• _TASK TO COMPLETE_
Give back exactly the lines from the one containing "Could you please spot the building" through the end of the records, including both, and no others.

== DATA EXTRACT ==

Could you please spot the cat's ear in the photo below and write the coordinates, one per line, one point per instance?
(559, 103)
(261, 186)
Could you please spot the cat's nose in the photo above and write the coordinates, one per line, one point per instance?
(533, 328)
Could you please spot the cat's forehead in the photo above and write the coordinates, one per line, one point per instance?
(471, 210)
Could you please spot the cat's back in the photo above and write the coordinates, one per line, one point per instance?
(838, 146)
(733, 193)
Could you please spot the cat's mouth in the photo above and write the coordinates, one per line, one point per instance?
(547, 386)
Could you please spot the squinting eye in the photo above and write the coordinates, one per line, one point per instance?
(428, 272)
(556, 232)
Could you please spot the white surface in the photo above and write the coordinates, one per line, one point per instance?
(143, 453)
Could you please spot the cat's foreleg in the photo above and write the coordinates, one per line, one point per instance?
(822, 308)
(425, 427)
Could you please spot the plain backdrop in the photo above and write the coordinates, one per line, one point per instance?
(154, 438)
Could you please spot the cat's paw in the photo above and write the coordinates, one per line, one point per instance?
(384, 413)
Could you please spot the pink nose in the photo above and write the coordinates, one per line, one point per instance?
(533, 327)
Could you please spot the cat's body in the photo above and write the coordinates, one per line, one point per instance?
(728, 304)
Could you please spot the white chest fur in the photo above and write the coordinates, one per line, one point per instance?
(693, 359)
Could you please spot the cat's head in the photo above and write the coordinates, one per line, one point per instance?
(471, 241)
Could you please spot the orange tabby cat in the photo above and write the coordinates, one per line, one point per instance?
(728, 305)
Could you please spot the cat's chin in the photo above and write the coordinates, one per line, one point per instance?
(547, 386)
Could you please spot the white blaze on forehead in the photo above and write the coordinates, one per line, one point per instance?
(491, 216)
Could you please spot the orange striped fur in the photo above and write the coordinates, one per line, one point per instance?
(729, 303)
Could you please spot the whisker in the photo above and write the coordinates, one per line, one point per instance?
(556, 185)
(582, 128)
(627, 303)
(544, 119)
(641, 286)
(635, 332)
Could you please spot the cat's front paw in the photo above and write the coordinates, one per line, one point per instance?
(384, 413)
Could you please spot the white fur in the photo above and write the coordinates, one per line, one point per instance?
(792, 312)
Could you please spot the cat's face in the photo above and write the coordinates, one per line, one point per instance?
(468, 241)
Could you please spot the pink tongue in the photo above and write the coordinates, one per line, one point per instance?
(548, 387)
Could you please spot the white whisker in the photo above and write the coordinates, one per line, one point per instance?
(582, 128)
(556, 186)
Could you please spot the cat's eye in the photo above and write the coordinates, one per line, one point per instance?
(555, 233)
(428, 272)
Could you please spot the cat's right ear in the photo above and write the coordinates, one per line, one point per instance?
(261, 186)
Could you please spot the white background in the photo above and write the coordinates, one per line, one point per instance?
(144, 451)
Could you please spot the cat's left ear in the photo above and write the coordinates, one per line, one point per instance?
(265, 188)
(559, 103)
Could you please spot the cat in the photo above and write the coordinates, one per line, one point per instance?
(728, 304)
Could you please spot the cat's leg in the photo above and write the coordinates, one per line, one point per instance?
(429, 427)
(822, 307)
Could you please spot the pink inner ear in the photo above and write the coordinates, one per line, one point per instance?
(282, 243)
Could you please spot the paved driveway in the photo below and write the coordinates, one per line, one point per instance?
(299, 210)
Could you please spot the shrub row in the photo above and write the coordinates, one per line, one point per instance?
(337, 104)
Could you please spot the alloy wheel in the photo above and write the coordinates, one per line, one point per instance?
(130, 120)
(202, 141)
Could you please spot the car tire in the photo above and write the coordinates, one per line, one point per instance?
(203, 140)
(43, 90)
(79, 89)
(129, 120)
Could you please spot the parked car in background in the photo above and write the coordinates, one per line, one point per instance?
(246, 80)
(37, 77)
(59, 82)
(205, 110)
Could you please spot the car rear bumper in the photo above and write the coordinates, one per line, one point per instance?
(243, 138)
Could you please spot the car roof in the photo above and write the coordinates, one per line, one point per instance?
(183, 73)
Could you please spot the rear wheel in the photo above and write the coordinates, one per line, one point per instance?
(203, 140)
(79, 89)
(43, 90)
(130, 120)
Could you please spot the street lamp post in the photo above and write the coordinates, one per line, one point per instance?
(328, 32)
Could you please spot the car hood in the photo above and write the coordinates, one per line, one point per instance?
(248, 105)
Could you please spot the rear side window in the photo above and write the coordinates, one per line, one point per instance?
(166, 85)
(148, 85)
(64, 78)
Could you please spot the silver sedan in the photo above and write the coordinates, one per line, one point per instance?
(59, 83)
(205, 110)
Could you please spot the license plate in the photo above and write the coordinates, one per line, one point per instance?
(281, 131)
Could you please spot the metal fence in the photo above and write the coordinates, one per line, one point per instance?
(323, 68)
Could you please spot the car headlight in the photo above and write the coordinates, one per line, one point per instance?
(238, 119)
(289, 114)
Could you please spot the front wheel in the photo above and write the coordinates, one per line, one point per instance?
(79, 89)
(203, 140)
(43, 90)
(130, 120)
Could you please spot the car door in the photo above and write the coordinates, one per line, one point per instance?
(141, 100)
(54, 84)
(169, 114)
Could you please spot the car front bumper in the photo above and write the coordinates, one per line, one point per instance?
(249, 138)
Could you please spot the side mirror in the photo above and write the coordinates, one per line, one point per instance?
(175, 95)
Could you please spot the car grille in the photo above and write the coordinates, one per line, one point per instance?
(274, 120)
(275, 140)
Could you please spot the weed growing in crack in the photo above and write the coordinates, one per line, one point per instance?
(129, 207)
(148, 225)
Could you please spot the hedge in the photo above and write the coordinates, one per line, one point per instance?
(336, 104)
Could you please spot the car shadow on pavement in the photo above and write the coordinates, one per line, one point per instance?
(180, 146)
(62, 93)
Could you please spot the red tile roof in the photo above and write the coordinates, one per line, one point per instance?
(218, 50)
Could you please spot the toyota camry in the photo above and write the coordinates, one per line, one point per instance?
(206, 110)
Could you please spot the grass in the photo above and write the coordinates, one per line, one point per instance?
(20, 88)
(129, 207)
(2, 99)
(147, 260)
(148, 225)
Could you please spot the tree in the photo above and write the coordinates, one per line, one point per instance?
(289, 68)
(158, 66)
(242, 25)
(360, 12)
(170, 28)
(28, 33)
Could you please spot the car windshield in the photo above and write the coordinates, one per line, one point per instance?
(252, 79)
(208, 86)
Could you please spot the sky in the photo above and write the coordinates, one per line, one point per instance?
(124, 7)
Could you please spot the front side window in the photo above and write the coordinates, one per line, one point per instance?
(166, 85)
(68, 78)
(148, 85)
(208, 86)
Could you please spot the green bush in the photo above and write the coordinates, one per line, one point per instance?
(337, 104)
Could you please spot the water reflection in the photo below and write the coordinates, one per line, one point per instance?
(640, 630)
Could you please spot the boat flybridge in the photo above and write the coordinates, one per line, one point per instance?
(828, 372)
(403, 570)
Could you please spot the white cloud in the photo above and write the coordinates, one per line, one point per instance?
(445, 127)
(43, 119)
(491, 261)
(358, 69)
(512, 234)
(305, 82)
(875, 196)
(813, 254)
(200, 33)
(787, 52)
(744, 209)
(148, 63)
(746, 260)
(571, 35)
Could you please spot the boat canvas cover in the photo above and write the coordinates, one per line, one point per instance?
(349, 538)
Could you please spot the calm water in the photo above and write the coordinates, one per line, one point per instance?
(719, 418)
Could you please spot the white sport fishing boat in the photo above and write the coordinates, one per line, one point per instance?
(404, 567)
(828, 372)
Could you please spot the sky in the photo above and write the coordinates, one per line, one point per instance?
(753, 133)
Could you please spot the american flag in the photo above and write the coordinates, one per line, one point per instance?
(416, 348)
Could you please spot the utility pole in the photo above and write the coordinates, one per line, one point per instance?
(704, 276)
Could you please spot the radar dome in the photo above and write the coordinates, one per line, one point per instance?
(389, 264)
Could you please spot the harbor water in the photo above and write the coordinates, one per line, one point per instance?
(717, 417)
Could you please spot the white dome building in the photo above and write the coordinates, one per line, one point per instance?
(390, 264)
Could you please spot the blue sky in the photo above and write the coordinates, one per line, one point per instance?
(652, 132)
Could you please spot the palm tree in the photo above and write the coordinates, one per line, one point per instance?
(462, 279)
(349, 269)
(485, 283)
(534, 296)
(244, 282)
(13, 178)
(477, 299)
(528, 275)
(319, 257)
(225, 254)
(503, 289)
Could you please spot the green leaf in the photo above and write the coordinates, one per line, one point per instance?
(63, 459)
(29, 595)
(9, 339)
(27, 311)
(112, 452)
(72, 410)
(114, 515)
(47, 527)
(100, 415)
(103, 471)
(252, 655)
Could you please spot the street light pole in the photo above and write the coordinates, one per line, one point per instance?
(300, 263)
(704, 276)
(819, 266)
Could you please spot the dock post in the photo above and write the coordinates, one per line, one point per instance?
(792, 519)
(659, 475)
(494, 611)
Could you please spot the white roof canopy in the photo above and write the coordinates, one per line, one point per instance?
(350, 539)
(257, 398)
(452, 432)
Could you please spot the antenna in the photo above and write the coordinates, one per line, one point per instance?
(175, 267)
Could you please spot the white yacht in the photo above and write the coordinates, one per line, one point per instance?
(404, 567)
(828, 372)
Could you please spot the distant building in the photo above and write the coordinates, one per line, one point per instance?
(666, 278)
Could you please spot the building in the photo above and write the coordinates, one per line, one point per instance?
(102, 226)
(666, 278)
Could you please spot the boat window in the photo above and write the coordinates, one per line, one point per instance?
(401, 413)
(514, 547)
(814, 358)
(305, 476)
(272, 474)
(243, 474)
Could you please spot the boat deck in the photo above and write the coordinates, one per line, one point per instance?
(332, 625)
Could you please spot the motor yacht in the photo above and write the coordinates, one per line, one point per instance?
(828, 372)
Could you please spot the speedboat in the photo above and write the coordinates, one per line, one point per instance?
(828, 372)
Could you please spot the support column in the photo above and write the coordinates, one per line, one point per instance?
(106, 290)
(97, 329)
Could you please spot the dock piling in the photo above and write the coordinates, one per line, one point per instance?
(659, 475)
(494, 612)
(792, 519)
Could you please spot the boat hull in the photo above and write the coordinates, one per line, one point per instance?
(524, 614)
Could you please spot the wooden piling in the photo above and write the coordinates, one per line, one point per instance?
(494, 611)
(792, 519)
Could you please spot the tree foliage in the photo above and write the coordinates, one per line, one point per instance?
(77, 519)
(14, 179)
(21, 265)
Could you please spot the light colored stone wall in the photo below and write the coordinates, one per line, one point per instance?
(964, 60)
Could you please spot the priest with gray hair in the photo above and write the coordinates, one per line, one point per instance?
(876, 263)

===

• _RESULT FOR THIS TASK_
Could you please spot the building in the photo above and write the coordinates, one per line, one point per instance?
(102, 226)
(666, 278)
Could you please spot the boat window in the photo above and write the coordinates, one per line, one point per instance?
(401, 413)
(514, 547)
(814, 358)
(305, 476)
(272, 474)
(243, 474)
Could you please spot the boat deck in the photo above and write the coordinates, one per line, one point per instance?
(332, 625)
Could you please spot the motor yacht in the photo above and write the coordinates, one per line, one point per instance?
(828, 372)
Could you please spot the speedboat in the photo above and write the coordinates, one per line, one point per instance?
(828, 372)
Could you please spot the support column in the photo above and write the coordinates, one per line, one point per instance?
(106, 290)
(97, 329)
Could you please spot the dock piling in the photo above and write the coordinates, one per line, one point per instance?
(659, 475)
(494, 612)
(792, 519)
Could you please spot the boat hull in the photo above and write the coordinates, one per line, one point per instance?
(524, 614)
Could you please spot the wooden piling in the photo above and write the coordinates, one per line, one point per instance?
(494, 611)
(792, 519)
Could you please spot the tree foliage in the photo above and write the coordinates, one per line, one point per instance?
(77, 519)
(14, 179)
(21, 265)
Could you please spot the light colored stone wall in the photo below and write the coordinates, one per line, one point per instance?
(964, 60)
Could you please spot the priest with gray hair in the photo above and write the coordinates, one per line, one point per instance?
(876, 263)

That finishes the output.